Extrait du document:
+ + + + + + +
À la Libération, les rescapés de retour ont trouvé leur appartement occupé. Un antisémitisme virulent s’est alors exprimé publiquement, au pied des immeubles, le retour des juifs perturbant les arrangements du temps de l’Occupation. La République restaurée œuvrera finalement à rendre leur éviction définitive. Ces appartements reloués sont les témoins des mécanismes qui ont permis l’élimination des juifs de la société parisienne. Cet ouvrage leur donne enfin la parole, au travers d’une écriture narrative et d’une déambulation dans les rues de la ville. » (Présentation du livre par les auteurs).
Ce livre sur la spoliation des locataires juifs, fruit du travail de dix ans des trois auteurs, défriche un terrain à peu près vierge. En effet, si la spoliation des propriétaires juifs d’immeubles et d’appartements et l’aryanisation des entreprises possédées par des juifs sont bien documentées et ont fait l’objet de nombreuses recherches, celle des locataires est passée largement inaperçue.
+ + + + + + +
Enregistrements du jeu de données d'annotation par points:
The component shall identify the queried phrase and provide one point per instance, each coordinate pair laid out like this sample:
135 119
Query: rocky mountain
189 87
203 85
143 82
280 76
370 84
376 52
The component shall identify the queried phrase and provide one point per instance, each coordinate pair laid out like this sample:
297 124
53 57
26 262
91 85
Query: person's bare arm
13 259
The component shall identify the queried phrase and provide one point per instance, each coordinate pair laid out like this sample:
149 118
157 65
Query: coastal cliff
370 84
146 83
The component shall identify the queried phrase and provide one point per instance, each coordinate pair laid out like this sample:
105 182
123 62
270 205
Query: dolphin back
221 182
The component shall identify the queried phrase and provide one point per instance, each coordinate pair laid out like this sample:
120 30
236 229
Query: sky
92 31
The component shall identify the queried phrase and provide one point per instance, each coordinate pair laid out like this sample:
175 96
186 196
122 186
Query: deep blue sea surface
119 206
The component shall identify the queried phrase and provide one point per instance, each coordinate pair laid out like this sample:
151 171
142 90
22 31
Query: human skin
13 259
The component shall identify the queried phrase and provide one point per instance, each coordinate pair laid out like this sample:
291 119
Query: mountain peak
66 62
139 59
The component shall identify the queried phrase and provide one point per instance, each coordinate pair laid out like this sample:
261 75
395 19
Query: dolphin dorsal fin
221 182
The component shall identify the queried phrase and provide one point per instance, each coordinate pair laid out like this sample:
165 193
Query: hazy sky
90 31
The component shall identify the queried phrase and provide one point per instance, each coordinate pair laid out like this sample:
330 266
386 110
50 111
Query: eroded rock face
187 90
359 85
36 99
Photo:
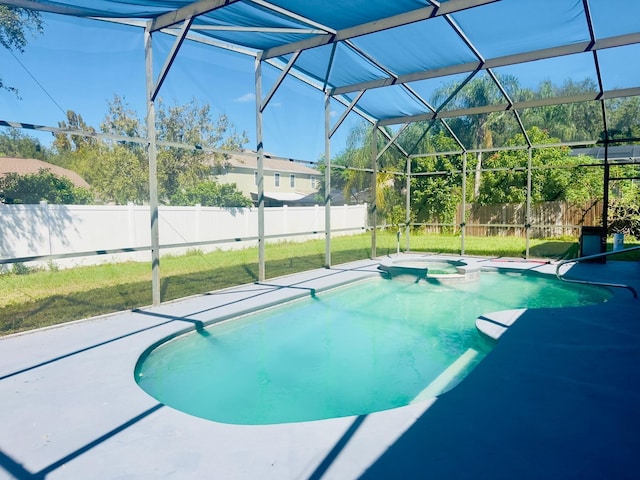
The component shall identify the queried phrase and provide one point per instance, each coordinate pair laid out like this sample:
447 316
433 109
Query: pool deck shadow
557 398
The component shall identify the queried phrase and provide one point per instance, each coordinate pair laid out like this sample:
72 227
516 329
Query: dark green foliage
211 194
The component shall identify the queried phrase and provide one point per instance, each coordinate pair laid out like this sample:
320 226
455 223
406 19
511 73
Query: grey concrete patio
557 398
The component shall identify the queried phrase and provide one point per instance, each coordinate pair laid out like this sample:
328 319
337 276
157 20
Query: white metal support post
260 158
463 220
527 220
327 180
374 186
407 216
153 169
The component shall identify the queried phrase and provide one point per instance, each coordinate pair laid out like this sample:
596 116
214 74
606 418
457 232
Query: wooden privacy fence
548 219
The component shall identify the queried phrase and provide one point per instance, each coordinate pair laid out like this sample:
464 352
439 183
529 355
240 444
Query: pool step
443 380
494 324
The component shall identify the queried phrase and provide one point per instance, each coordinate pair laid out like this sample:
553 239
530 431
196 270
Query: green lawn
47 297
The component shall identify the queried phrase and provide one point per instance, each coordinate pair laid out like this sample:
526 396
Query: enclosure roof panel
350 46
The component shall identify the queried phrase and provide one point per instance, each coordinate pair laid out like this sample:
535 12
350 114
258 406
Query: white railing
73 235
595 257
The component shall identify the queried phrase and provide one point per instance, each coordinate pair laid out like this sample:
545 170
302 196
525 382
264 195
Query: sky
81 64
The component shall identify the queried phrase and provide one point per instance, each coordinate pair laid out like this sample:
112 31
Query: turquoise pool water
369 346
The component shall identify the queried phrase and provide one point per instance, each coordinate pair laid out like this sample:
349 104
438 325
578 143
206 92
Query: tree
18 145
211 194
556 175
190 124
15 25
44 185
117 174
475 130
435 198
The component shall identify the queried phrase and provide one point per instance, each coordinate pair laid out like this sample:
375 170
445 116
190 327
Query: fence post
44 208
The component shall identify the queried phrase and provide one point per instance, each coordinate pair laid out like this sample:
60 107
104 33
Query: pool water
369 346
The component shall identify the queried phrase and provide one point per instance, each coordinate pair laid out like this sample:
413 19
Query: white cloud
247 97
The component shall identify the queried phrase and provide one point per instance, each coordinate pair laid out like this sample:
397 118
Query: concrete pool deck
558 397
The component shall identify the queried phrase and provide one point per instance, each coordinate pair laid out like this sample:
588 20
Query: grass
42 298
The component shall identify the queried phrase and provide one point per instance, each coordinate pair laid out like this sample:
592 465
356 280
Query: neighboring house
285 182
25 166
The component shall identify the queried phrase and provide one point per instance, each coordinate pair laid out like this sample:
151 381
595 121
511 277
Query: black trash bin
593 240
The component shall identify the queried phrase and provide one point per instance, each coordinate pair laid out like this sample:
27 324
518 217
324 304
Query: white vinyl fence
37 230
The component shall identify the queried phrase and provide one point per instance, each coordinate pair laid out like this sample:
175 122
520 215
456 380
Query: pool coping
70 406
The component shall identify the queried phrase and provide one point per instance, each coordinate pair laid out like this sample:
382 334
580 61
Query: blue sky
80 64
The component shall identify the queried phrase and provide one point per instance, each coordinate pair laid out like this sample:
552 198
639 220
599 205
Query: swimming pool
370 346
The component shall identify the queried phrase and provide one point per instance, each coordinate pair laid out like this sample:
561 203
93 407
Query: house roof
271 164
25 166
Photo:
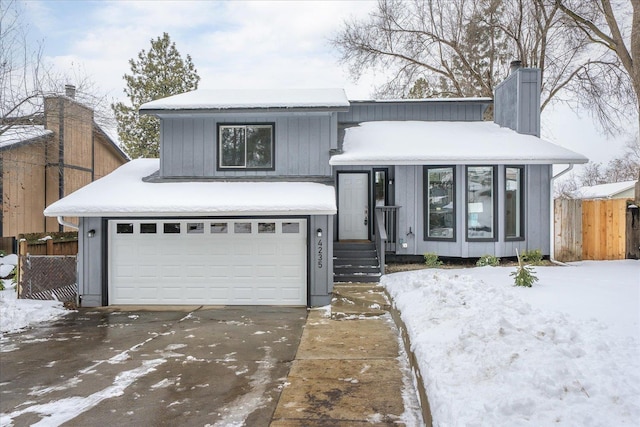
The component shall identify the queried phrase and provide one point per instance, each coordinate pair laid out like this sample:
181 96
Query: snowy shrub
490 260
431 259
523 276
533 256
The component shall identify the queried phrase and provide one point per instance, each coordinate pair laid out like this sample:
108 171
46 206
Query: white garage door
212 262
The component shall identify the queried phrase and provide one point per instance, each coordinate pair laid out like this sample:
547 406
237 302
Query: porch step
355 262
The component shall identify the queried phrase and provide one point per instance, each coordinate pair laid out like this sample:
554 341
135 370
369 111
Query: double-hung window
440 203
514 203
246 146
481 203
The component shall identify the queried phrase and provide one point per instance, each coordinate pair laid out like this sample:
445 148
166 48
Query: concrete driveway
200 366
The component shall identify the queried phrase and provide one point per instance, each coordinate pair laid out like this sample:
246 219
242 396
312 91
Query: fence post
22 251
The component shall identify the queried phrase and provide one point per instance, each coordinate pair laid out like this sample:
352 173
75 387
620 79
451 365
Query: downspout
64 223
552 215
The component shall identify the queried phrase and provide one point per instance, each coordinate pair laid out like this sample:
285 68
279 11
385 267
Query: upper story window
246 146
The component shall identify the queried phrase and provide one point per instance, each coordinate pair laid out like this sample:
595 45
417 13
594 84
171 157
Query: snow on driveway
566 351
19 314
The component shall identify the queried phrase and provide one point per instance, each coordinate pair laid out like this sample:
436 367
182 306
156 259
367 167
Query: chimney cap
70 91
515 65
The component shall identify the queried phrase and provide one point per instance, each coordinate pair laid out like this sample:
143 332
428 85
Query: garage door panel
205 266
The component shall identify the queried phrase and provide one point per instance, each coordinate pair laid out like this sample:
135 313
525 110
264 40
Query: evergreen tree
158 73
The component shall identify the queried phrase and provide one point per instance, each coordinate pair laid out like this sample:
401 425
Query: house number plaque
320 251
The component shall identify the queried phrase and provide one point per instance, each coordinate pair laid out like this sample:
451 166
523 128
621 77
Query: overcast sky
238 44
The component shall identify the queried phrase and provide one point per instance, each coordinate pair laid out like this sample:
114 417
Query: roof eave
449 161
194 214
198 111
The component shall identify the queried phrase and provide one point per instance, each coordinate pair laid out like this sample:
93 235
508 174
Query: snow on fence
48 277
590 229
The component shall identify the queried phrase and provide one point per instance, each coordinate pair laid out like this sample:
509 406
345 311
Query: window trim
494 188
522 204
220 167
425 192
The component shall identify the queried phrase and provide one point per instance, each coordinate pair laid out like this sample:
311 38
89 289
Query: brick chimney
517 100
70 91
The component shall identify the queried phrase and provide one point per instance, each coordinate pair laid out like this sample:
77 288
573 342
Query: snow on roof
416 143
22 133
123 193
203 99
603 191
411 100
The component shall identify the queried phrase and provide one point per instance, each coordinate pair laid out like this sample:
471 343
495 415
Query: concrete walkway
347 369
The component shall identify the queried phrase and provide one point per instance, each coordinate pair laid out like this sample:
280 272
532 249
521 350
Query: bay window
481 200
440 208
514 203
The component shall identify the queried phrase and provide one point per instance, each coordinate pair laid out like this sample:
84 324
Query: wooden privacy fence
567 229
49 247
589 229
48 277
47 269
603 229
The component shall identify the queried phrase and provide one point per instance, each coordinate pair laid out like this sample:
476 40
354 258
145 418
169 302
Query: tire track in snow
60 411
235 414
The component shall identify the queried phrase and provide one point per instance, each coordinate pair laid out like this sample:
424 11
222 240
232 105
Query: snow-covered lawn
564 352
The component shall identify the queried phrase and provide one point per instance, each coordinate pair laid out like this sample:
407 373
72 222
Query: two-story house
254 189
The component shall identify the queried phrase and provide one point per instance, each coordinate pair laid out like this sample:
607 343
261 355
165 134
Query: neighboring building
614 190
266 197
48 159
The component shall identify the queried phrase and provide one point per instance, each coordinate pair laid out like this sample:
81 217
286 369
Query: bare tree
614 31
463 48
26 78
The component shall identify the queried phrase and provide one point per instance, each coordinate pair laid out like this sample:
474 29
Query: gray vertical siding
409 195
302 144
320 260
367 111
90 251
517 102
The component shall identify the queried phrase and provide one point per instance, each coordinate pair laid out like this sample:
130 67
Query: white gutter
552 216
61 221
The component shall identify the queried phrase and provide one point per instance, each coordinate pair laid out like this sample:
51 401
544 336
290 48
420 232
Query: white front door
353 206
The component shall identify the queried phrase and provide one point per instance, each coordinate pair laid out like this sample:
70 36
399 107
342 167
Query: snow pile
18 314
493 354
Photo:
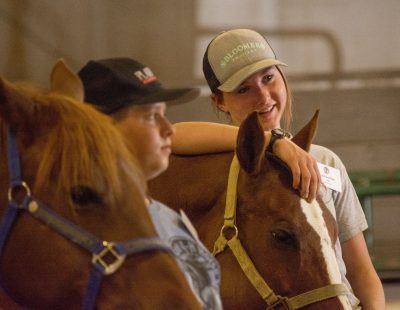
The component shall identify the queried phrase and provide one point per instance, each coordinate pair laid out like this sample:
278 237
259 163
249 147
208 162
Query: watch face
278 132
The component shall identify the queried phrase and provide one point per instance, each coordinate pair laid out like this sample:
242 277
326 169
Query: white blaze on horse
275 249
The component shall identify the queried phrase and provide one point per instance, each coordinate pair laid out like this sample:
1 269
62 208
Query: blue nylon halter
98 248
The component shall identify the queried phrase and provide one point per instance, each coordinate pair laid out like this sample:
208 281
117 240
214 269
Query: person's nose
166 127
263 95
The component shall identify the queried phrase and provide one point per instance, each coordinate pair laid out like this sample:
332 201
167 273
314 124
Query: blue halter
98 248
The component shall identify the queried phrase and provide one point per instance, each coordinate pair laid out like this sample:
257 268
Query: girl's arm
207 137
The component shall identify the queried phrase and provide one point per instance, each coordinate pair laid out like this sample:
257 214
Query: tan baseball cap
+ + + + + + +
Énoncé:
Dans l'extrait sur la spoliation des locataires juifs, quels sont tous les sujets de recherche cités dans le second paragraphe ? Pour chacun, dites s'il est présenté comme bien documenté ou comme passé largement inaperçu.

Réponse:
- La spoliation des propriétaires juifs d'immeubles et d'appartements : bien documentée.
- L'aryanisation des entreprises possédées par des juifs : bien documentée.
- La spoliation des locataires juifs : passée largement inaperçue.